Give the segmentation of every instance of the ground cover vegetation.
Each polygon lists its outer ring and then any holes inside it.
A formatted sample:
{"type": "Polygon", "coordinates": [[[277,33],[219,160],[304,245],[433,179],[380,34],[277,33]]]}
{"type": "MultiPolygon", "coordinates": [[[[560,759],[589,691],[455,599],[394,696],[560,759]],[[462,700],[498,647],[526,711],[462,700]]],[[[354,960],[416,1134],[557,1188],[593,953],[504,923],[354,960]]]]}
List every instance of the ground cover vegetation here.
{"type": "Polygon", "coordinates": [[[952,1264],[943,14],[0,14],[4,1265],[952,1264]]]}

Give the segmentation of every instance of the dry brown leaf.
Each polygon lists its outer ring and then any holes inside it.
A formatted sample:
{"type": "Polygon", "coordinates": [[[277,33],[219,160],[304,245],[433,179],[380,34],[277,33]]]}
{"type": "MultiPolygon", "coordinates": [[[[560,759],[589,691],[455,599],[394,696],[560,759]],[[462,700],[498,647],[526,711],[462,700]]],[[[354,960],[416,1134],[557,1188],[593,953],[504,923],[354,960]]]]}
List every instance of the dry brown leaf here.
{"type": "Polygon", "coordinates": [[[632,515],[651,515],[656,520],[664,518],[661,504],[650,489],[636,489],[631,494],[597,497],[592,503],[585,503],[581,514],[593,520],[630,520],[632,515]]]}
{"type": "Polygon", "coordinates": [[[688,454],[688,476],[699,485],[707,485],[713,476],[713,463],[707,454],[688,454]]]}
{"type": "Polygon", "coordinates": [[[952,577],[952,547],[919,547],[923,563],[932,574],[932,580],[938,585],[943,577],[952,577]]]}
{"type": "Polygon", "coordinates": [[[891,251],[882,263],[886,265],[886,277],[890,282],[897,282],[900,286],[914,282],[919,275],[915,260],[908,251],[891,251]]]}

::::::::

• TASK DETAILS:
Return every record above exactly as it appears.

• IN RESPONSE:
Give the segmentation of every instance of the ground cover vegetation.
Each polygon lists its outer ring and then any holes inside it.
A formatted sample:
{"type": "Polygon", "coordinates": [[[277,33],[219,160],[304,245],[433,179],[380,34],[277,33]]]}
{"type": "MultiPolygon", "coordinates": [[[[560,759],[589,691],[455,599],[394,696],[560,759]],[[462,700],[498,647],[526,711],[462,700]]],[[[354,960],[416,1134],[557,1188],[593,953],[504,923],[354,960]]]]}
List every instance of the ground cover vegetation here.
{"type": "Polygon", "coordinates": [[[952,1264],[943,14],[0,14],[4,1265],[952,1264]]]}

Give the segmentation of every instance of the dry brown leaf.
Each polygon lists its outer ring and then any holes inside it.
A formatted sample:
{"type": "Polygon", "coordinates": [[[277,33],[219,160],[304,245],[433,179],[380,34],[277,33]]]}
{"type": "MultiPolygon", "coordinates": [[[[560,759],[589,691],[455,599],[394,696],[560,759]],[[462,700],[498,647],[526,711],[462,700]]],[[[354,960],[416,1134],[557,1188],[593,953],[504,923],[354,960]]]]}
List every instance of the dry brown leaf here.
{"type": "Polygon", "coordinates": [[[632,515],[651,515],[656,520],[664,518],[661,504],[650,489],[636,489],[631,494],[597,497],[592,503],[585,503],[581,514],[593,520],[630,520],[632,515]]]}
{"type": "Polygon", "coordinates": [[[688,454],[688,476],[699,485],[707,485],[713,476],[713,463],[707,454],[688,454]]]}
{"type": "Polygon", "coordinates": [[[952,577],[952,547],[919,547],[923,563],[932,574],[932,580],[938,585],[943,577],[952,577]]]}
{"type": "Polygon", "coordinates": [[[891,251],[882,263],[886,265],[886,277],[890,282],[897,282],[900,286],[914,282],[919,275],[915,260],[908,251],[891,251]]]}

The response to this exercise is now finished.